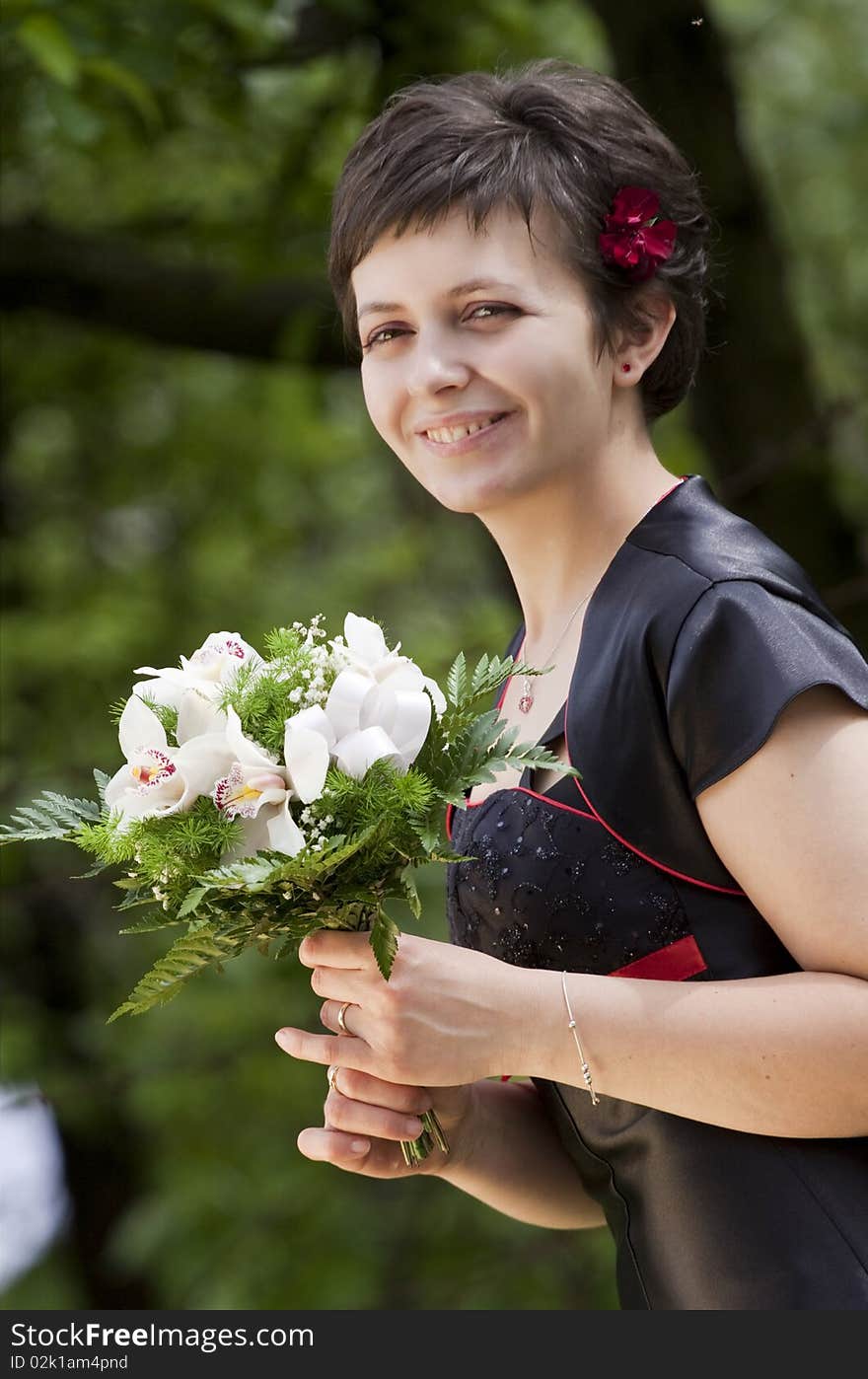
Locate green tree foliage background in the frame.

........

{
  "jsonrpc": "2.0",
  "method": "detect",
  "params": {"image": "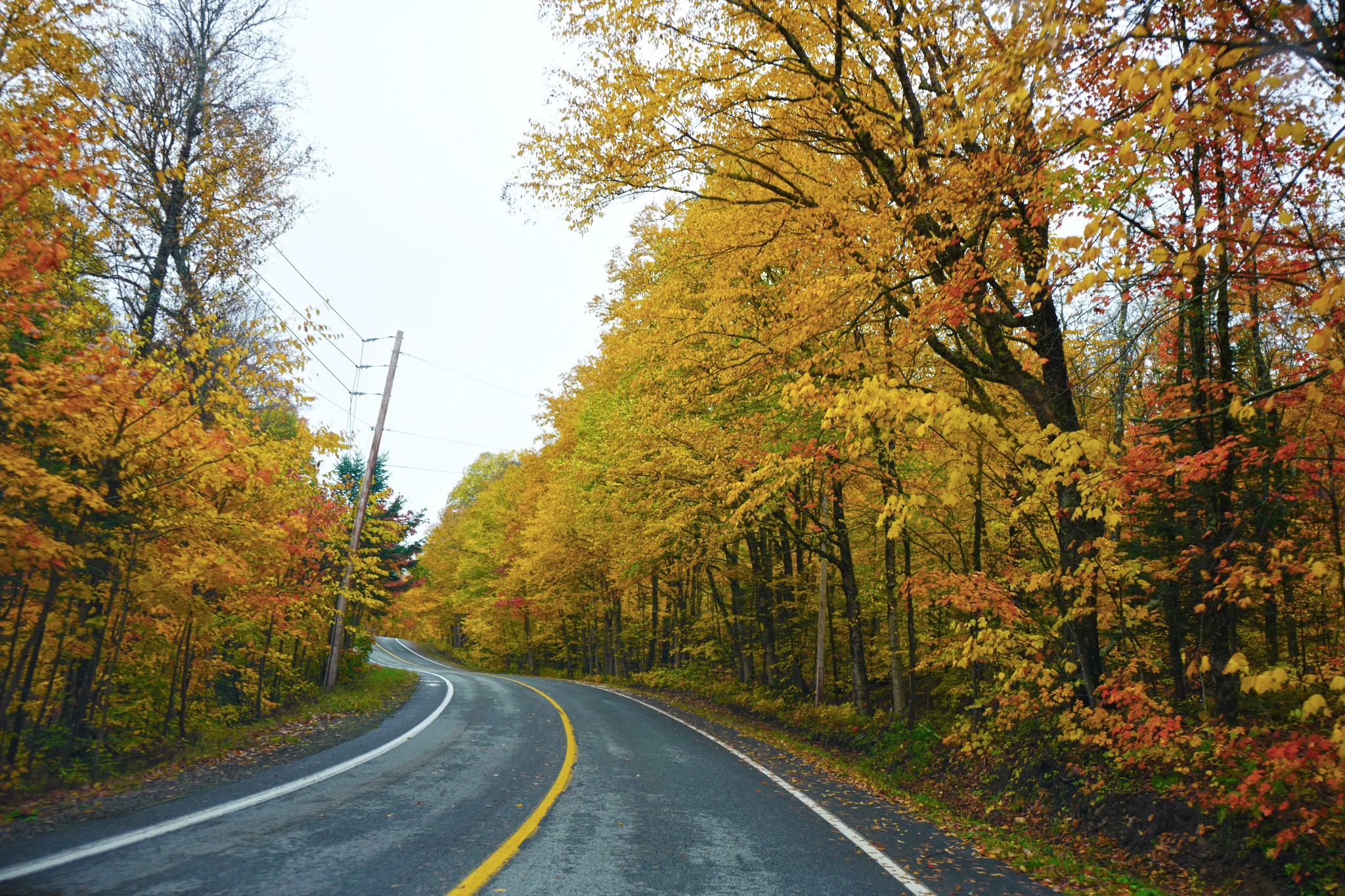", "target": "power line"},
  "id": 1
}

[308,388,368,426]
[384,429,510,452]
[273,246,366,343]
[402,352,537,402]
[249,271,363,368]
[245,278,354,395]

........

(Instruction): Pick out every line in the records that contains the word "background" and copy each one.

(Exercise result):
Locate green tree foliage background in the frame.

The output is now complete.